> **The problem**: Format the records from the line containing "Where can the gray" through the end of the records as a JSON list of strings, one string per line, with blank lines omitted.

┌──

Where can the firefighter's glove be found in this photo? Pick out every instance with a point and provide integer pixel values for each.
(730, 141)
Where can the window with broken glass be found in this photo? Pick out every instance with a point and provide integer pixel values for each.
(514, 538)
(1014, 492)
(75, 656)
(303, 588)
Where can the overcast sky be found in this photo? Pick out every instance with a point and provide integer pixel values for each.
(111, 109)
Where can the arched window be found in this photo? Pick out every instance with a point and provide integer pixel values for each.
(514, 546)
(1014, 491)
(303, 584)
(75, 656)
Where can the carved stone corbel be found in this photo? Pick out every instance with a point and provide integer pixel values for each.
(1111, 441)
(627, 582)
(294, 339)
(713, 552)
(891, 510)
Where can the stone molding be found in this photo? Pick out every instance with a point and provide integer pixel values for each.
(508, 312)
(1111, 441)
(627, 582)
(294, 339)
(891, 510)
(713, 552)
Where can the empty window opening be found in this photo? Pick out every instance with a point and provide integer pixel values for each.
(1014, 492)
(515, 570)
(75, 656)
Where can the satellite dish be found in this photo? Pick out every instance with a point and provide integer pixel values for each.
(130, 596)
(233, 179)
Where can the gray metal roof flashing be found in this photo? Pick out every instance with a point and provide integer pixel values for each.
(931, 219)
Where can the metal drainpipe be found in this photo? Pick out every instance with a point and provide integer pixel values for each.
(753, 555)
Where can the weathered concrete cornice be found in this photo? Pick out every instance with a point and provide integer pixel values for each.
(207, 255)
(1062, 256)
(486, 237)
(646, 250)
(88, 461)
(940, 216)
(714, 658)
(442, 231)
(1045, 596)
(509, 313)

└──

> **Complete output**:
[
  "Where can the gray metal roof flashing be found in this photo? Pick out every instance with a point and provide integer pixel values for each.",
  "(931, 219)",
  "Where can the metal drainpipe be found in this photo? Pick out every instance with a point and provide integer pixel values for each.",
  "(753, 555)",
  "Where can the weathered concrete cornice be found in this photo? Pick out every instance with a point and provide integer pixel values for each.",
  "(207, 255)",
  "(1062, 256)",
  "(486, 237)",
  "(646, 250)",
  "(88, 461)",
  "(940, 216)",
  "(714, 658)",
  "(442, 231)",
  "(1045, 596)",
  "(509, 313)"
]